## What the exercise asks
Restate the full set of records exactly, without adding or dropping a word.

## Point labeling dataset excerpts
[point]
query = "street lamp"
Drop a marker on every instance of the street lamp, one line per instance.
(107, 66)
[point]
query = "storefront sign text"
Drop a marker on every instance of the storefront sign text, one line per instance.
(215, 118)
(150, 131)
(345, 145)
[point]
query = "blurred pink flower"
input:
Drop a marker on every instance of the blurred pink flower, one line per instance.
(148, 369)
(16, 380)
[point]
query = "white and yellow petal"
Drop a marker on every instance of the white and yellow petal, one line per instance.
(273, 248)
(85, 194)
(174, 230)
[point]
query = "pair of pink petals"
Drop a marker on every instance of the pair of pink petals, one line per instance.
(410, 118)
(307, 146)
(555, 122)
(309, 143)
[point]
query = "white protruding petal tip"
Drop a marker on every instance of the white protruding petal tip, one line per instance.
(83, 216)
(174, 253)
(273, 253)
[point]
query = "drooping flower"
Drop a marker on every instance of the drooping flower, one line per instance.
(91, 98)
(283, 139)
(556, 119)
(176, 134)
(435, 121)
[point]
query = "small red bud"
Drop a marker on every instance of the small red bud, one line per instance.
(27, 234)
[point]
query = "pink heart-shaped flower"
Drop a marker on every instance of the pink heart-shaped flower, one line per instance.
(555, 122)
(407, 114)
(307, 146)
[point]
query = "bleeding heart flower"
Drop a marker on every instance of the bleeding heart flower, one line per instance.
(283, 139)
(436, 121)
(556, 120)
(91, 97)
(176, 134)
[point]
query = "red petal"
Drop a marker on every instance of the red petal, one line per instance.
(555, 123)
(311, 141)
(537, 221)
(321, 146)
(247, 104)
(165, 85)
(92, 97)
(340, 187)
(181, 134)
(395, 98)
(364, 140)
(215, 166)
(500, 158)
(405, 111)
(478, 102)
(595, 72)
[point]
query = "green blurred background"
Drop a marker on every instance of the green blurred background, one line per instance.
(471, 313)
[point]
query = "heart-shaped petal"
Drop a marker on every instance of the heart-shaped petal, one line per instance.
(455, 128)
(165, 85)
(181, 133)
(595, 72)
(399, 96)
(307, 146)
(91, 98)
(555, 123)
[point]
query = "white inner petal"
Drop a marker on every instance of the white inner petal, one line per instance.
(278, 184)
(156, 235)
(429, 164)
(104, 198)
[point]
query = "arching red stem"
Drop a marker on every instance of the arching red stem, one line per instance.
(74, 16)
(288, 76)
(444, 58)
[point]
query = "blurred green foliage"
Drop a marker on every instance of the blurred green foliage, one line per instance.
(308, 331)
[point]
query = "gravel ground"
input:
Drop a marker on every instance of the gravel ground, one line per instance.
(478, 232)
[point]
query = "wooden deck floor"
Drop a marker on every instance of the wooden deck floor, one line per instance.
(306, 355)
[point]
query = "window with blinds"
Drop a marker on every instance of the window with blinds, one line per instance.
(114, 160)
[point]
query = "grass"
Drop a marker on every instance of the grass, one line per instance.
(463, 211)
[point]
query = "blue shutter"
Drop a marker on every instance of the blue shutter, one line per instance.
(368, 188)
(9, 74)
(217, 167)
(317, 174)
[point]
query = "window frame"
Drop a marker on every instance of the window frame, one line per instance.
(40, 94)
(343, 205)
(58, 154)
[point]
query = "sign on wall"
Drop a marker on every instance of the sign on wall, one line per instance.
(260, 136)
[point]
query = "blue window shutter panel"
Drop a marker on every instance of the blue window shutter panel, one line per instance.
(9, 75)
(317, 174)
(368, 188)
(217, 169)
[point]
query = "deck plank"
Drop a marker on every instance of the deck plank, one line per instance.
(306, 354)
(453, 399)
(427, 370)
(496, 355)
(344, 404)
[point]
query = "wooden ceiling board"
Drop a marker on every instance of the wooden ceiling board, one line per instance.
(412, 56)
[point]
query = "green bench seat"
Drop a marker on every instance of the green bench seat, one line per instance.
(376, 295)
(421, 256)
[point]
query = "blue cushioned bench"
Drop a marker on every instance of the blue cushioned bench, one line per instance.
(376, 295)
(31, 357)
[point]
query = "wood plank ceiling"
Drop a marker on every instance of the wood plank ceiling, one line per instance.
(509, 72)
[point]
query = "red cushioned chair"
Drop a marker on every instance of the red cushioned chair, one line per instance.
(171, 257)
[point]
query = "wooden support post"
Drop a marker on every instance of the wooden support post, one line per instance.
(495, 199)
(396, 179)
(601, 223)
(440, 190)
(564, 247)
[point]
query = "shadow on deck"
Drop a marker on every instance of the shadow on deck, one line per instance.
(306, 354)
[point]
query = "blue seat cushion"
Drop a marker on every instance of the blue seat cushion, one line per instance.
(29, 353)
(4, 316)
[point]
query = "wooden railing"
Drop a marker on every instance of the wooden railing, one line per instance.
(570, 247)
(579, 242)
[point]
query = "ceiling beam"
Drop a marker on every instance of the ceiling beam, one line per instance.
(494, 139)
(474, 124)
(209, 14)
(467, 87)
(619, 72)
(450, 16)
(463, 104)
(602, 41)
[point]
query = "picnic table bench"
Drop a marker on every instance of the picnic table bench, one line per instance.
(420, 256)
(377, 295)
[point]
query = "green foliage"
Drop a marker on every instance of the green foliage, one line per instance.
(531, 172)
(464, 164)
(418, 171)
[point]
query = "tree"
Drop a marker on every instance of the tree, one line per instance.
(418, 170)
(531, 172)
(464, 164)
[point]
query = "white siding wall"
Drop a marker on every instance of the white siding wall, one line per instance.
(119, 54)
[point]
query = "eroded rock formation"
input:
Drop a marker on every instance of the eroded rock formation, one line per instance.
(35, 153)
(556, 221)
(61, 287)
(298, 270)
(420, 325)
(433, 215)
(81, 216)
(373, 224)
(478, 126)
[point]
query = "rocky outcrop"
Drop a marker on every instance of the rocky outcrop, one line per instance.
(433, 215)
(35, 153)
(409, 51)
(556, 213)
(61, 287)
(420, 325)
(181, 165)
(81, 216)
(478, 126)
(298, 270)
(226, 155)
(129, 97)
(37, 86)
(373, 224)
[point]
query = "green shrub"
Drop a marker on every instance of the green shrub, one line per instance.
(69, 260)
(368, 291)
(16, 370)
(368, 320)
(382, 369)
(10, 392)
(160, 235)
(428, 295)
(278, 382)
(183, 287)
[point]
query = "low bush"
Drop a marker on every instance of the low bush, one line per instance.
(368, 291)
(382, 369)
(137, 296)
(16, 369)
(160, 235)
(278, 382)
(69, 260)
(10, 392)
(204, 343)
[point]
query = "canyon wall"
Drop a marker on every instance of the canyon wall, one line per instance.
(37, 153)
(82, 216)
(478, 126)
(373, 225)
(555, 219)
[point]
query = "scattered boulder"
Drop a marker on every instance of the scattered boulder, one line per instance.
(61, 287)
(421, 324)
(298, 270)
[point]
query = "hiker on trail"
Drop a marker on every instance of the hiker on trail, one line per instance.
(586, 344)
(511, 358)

## Solution to this task
[point]
query = "street lamp"
Drop a marker on every instance of the street lamp, one line per instance.
(107, 66)
[point]
query = "storefront sign text"
Drop a marker on every instance of the storefront sign text, one line per instance.
(215, 118)
(150, 131)
(345, 145)
[point]
query = "blurred pink flower"
input:
Drop a marker on every instance of the blurred pink flower, one line per instance.
(148, 369)
(16, 380)
[point]
query = "white and yellow petal"
Drop a marker on every instance of the white and yellow petal, one line per instance.
(273, 248)
(85, 194)
(174, 230)
[point]
query = "pair of pink petals"
Drop a marker on every instance of the pair of pink petals, one line per instance.
(410, 118)
(307, 146)
(555, 122)
(309, 143)
[point]
query = "white protruding petal tip"
Drop a marker on every instance of the white protruding petal tip, one line per instance.
(83, 216)
(174, 253)
(273, 253)
[point]
query = "drooping flower"
Drop a marker on every instance of the drooping flower, one line per instance.
(91, 98)
(283, 139)
(556, 119)
(176, 134)
(435, 121)
[point]
query = "small red bud"
Drop a marker on every instance of the small red bud, one line per instance.
(27, 234)
[point]
query = "pink heart-shaped flower"
Drop a marker on every instance of the pink heart-shaped flower, one line per instance.
(555, 122)
(407, 114)
(307, 146)
[point]
query = "bleeding heart flower"
Drop a marker on every instance of the bleeding heart flower, one line per instance.
(283, 139)
(436, 121)
(556, 120)
(91, 97)
(176, 134)
[point]
query = "red petal"
Drop a marker on every instance of the red petal, one line per instance.
(555, 123)
(311, 141)
(537, 221)
(321, 146)
(247, 104)
(165, 85)
(92, 97)
(340, 187)
(181, 134)
(395, 98)
(364, 140)
(215, 166)
(500, 158)
(405, 111)
(478, 102)
(595, 72)
[point]
query = "green blurred background"
Drop a marker on every instance of the green blurred background, one line per instance.
(471, 313)
[point]
query = "heart-shaped petal"
Drop a marker on every instance of the heart-shaped petal, one line per instance.
(455, 128)
(165, 85)
(181, 133)
(595, 72)
(399, 96)
(307, 146)
(91, 98)
(555, 123)
[point]
query = "white inner petal"
Drop a marker on every instance of the white inner petal, one line per instance.
(278, 184)
(156, 235)
(429, 164)
(104, 198)
[point]
query = "arching red stem"
Drop a marker on every instance of the arching red stem, one line per instance.
(74, 16)
(288, 76)
(444, 58)
[point]
query = "blurred green foliage"
Drop a marker on every instance of the blurred green foliage, one line per instance.
(308, 331)
[point]
query = "gravel ground"
input:
Drop a marker on every instance of the gravel ground, one line per instance.
(478, 232)
[point]
query = "wooden deck floor"
Drop a marker on every instance of the wooden deck floor, one line per instance.
(306, 355)
[point]
query = "window with blinds"
Drop a marker on every instance of the window with blinds, one line per instance.
(114, 160)
[point]
query = "grass"
Drop a marker on every instance of the grass, one line per instance.
(463, 211)
[point]
query = "blue shutter"
Drop a marker on every instance of the blue shutter, one line per instance.
(368, 188)
(9, 74)
(217, 167)
(317, 174)
[point]
query = "window frame"
Drop a marker on every instance of the window frame, one line per instance.
(40, 94)
(343, 205)
(58, 154)
[point]
query = "sign on wall"
Drop a marker on every instance of the sign on wall, one line per instance.
(260, 136)
[point]
query = "blue window shutter panel"
Drop a marker on every instance of the blue window shutter panel, one line per instance.
(9, 75)
(317, 174)
(368, 188)
(217, 169)
[point]
query = "deck plank"
Drop a marker on every instance of the deck plank, one line per instance.
(306, 354)
(453, 399)
(427, 370)
(496, 355)
(344, 404)
[point]
query = "wooden ceiling board"
Drop a marker on every instance of the wooden ceiling board, one line per instance.
(412, 56)
[point]
query = "green bench seat"
Drop a marker on every instance of the green bench seat, one line per instance.
(376, 295)
(421, 256)
[point]
query = "blue cushioned bench"
Drop a marker on every instance of the blue cushioned bench, one line per instance.
(376, 295)
(31, 357)
[point]
query = "wood plank ceiling"
Drop a marker on every instance of the wood plank ceiling, one line per instance.
(509, 72)
[point]
query = "red cushioned chair"
Drop a marker on every instance of the red cushioned chair, one line per instance.
(171, 257)
[point]
query = "wooden support post"
Drop a marker on every instance of the wooden support post, one line per instance.
(495, 199)
(396, 179)
(601, 223)
(440, 190)
(564, 247)
[point]
query = "shadow on deck"
Drop a marker on every instance of the shadow on deck, one line per instance.
(306, 354)
[point]
query = "blue seat cushion"
Drop a marker on every instance of the blue seat cushion, one line per instance.
(29, 353)
(4, 316)
[point]
query = "wooden railing"
Drop a marker on every instance of the wooden railing, one line per instance.
(570, 247)
(579, 242)
[point]
query = "ceiling beam"
Drop a marker on every instance of the ceiling beam, one line per instance.
(494, 139)
(474, 124)
(209, 14)
(467, 87)
(619, 72)
(450, 16)
(463, 104)
(602, 41)
[point]
query = "picnic table bench"
Drop a marker on every instance of the picnic table bench, one line per instance.
(420, 256)
(377, 295)
[point]
query = "green foliage"
Drop a marker on every instance of the green foliage, one line per instance.
(531, 172)
(464, 164)
(418, 171)
[point]
query = "tree"
Drop a marker on every instance of the tree, one line per instance.
(418, 170)
(531, 172)
(464, 164)
[point]
query = "white siding wall"
Drop a marker on every instance of the white siding wall, one line per instance.
(119, 54)
[point]
query = "eroded rock formation"
input:
Drop a marker on every instance of the eroded rock formation, one line per instance.
(35, 153)
(556, 221)
(61, 287)
(298, 270)
(420, 325)
(433, 215)
(81, 216)
(373, 224)
(478, 126)
[point]
query = "rocky outcrop"
Drop a marker on every instance of the rocky outcrop, one line per instance.
(433, 215)
(35, 153)
(409, 51)
(556, 213)
(61, 287)
(420, 325)
(181, 165)
(81, 216)
(478, 126)
(298, 270)
(226, 155)
(129, 97)
(37, 86)
(373, 224)
[point]
query = "green shrub"
Drop a marker on every instance of the green shrub, one line per instance.
(69, 260)
(368, 291)
(16, 370)
(368, 320)
(382, 369)
(10, 392)
(160, 235)
(428, 295)
(278, 382)
(183, 287)
[point]
query = "low bush"
Drop a marker on every instance of the low bush, one line per instance.
(368, 291)
(382, 369)
(137, 296)
(16, 369)
(160, 235)
(278, 382)
(69, 260)
(10, 392)
(204, 343)
[point]
query = "canyon wall"
Drop a marker on every instance of the canyon wall, one line per instance.
(37, 153)
(82, 216)
(478, 126)
(373, 225)
(555, 219)
[point]
query = "scattered boulder"
Drop a marker on every instance of the scattered boulder, one line per instance.
(61, 287)
(421, 324)
(298, 270)
[point]
query = "hiker on trail"
Drop a marker on every instance of the hiker on trail, one line per instance.
(586, 344)
(511, 358)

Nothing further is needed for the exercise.